Required task — Restate each of the lines below word for word and drop every picture.

Given entries —
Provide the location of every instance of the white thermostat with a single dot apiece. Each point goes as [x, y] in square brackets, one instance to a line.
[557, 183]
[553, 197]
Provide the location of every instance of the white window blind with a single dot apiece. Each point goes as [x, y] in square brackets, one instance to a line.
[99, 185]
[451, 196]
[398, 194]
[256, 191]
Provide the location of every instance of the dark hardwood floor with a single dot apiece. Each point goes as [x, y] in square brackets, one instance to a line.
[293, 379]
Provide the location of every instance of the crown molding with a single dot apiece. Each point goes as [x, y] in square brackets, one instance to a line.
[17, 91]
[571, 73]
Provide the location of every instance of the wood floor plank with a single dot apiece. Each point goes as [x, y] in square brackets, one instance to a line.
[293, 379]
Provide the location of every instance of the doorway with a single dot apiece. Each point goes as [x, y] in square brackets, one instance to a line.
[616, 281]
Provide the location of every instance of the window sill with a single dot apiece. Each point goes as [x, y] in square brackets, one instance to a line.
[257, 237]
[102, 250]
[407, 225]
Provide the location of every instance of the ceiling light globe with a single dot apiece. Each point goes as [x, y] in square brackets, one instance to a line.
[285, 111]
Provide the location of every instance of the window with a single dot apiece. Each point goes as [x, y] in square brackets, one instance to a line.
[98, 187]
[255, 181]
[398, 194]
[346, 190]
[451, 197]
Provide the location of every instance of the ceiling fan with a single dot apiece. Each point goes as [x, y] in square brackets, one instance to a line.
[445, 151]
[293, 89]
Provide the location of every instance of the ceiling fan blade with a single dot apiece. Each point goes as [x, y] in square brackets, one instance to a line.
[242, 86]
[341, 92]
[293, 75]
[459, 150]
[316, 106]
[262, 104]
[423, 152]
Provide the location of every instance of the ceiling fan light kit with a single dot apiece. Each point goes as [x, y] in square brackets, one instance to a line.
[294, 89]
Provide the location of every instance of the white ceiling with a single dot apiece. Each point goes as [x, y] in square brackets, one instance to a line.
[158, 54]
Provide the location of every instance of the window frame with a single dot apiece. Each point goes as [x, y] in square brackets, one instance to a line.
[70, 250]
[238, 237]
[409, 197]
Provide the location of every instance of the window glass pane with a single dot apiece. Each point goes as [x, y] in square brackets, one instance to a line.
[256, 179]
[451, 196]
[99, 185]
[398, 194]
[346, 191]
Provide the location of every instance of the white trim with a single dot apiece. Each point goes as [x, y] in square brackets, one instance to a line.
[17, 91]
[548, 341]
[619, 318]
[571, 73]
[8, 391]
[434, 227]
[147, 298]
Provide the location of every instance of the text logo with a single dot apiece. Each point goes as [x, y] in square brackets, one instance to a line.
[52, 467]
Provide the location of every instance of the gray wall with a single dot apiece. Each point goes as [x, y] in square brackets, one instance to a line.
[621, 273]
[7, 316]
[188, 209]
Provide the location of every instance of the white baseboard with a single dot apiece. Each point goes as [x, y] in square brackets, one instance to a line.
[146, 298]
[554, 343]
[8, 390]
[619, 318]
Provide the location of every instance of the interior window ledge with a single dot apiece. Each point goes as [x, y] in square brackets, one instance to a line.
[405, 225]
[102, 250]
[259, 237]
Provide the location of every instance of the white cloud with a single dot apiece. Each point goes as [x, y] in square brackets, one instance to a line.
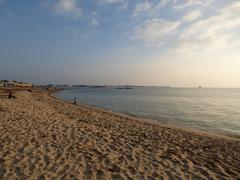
[68, 8]
[192, 15]
[155, 30]
[189, 3]
[110, 1]
[94, 22]
[215, 32]
[2, 2]
[141, 7]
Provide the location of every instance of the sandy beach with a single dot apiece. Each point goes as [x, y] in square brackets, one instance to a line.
[42, 137]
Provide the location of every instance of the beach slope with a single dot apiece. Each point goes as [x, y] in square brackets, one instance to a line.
[42, 138]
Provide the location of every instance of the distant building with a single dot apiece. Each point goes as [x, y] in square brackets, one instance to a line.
[22, 84]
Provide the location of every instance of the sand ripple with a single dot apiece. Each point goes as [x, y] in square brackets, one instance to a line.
[45, 138]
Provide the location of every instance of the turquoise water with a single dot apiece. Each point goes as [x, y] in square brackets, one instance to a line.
[214, 110]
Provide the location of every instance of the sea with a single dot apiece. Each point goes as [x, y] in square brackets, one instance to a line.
[214, 110]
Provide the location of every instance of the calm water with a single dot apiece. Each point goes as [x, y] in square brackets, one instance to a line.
[215, 110]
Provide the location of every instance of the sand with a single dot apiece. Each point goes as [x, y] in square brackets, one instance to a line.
[45, 138]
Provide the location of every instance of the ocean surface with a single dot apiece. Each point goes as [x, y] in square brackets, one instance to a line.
[212, 110]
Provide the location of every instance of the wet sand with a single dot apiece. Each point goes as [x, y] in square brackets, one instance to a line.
[42, 137]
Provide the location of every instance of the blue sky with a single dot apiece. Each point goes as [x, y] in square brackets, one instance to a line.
[140, 42]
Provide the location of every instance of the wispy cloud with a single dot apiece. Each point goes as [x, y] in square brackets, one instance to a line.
[69, 8]
[111, 1]
[217, 31]
[141, 7]
[155, 31]
[192, 15]
[193, 32]
[2, 2]
[189, 3]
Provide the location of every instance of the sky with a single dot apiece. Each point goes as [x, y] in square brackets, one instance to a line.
[182, 43]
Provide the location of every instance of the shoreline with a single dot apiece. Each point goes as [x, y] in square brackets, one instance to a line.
[43, 137]
[221, 134]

Answer to the problem —
Provide the location of every instance of the white thermostat with a single dot apiece. Each point goes as [x, y] in square brackets, one instance to a line.
[557, 183]
[553, 197]
Provide the location of every instance of the white window blind with a single dot apiece. Each point goes as [x, y] in square brackets, one instance to a line.
[99, 185]
[451, 196]
[398, 194]
[256, 191]
Provide the location of every instance of the dark hardwood floor with a single dot apiece. Each point goes as [x, y] in square brackets, one instance to a line.
[293, 379]
Provide the location of every instance of the crown molding with a single dot apiece. Each point goes as [x, y] in square brackets, one instance to a line.
[17, 91]
[571, 73]
Provide the location of every instance of the wood floor plank with a single dot apiece. Each point goes as [x, y] in square brackets, one instance to a line.
[293, 379]
Provide the location of every instance of the doorway with a single dot apiece. Each point goes as [x, y] in square brackets, one instance to a line.
[616, 281]
Provide the location of every instance of the window sill with a single dot apiece. Each point goes as [x, y] in square brackets, one instance to a line.
[257, 237]
[102, 250]
[407, 225]
Provide the location of every instance of the ceiling light globe with a single dot apiece. Each point goes as [x, y] in square brackets, one instance to a line.
[285, 111]
Provide the location of every instance of the window with a single dot apiece. Each point goes as [x, y] in square brackets, one instance to a line.
[98, 187]
[255, 181]
[398, 194]
[346, 190]
[451, 197]
Provide the location of every instance of the ceiling fan with a single dot apiece. Each point goes as [x, y] in square brackets, one instance to a line.
[445, 151]
[293, 89]
Provide the location of every instance of the ceiling fan blade with a single dot apiece. Each point goes as [x, y] in square brackets, one instance to a line.
[242, 86]
[341, 92]
[293, 75]
[459, 150]
[316, 106]
[262, 104]
[423, 152]
Provide the location of every instance of the ceiling fan light kit with a single dot apiece. Each point goes as [x, y] in square brackets, one instance to a line.
[294, 89]
Provide the location of every instance of the white ceiling with a single dot apiece. Each point goes as [x, y] in square brackets, one instance to a line.
[158, 54]
Provide the location of every instance of the window frame with a single dot apiece. Each point goes as [x, y] in square brackets, one instance to a line.
[70, 250]
[238, 237]
[409, 197]
Provide the location of every instance of the window glass pane with a single dot apiece. Each point goes as [x, y] in square brackets, one instance to a line.
[256, 179]
[451, 196]
[99, 185]
[398, 194]
[346, 191]
Provide the location of every instance of the white trim with a single dot apiece. Each point goes as [x, y] in square brackets, one instance to a line.
[17, 91]
[548, 341]
[619, 318]
[571, 73]
[8, 391]
[434, 227]
[147, 298]
Provide the location of every instance of the text logo with a single dot apiece. Each point goes as [x, y] in square brackets, one instance to a line.
[52, 467]
Provide the location of every instance of the gray wall with a single dot apiece. Each point goes as [x, y] in square brackets, one instance to a line.
[621, 273]
[7, 316]
[188, 209]
Provide the location of every instance of the white baseboard with a single dot apiece. Each point goes as [x, y] in square brackets, one instance to a line.
[146, 298]
[554, 343]
[8, 390]
[619, 318]
Provide the location of every instance of the interior window ledge with a single dot apiece. Each point goes as [x, y] in square brackets, one instance to a line.
[405, 225]
[102, 250]
[259, 237]
Provide the location of every instance of the white cloud with a single dot apiece. Each point goes as [x, y] in square brackets, one instance to a line.
[68, 8]
[192, 15]
[155, 30]
[189, 3]
[110, 1]
[94, 22]
[215, 32]
[2, 2]
[141, 7]
Provide the location of every instance of the sandy beach with a single dot apiece. Each point goes as [x, y] in square brackets, one instance to a line.
[42, 137]
Provide the location of every instance of the beach slope with a single dot apiece. Each point goes as [x, y] in square brackets, one instance to a line.
[42, 138]
Provide the location of every instance of the distant building with a single dot apiece. Each point goes as [x, y] in square brackets, one instance to a line.
[22, 84]
Provide the location of every instance of the sand ripple with a single dot apiece. Each point goes as [x, y] in square brackets, one instance to a line.
[45, 138]
Provide the location of every instance of the turquoise water with a single dot apiece. Each point goes as [x, y] in square brackets, one instance to a line.
[214, 110]
Provide the location of every instance of the sea with a single dot apiece. Each point goes as [x, y] in square brackets, one instance to a line.
[214, 110]
Provide the location of every instance of the calm water with a single dot apiece. Each point goes as [x, y] in square brackets, one instance to a line.
[215, 110]
Provide the location of every instance of the sand with a single dot apiece. Each point goes as [x, y] in square brackets, one instance to a line.
[45, 138]
Provide the location of every instance of the ocean surface with a single dot apiece. Each point goes as [x, y] in square brackets, one instance to a line.
[212, 110]
Provide the location of every instance of the wet sand with a single dot apiece. Each point goes as [x, y] in square brackets, one instance to a line.
[42, 137]
Provide the location of every instance of the blue sky with a single dot apiece. Each point goes as [x, y] in square brackets, one instance to a line.
[140, 42]
Provide the location of every instance of the wispy cloud with a single dot apiece. Each point goes as [x, y] in square brackets, one instance to a line.
[69, 8]
[111, 1]
[217, 31]
[141, 7]
[155, 31]
[192, 15]
[193, 32]
[2, 2]
[189, 3]
Provide the location of every instance of the sky with a single dot apiece. Each point goes as [x, y] in square brackets, one instance to a line.
[182, 43]
Provide the location of every instance of the shoreline with a single dot apiece. Each point goes as [x, y] in square brackets, one instance to a line.
[43, 137]
[221, 134]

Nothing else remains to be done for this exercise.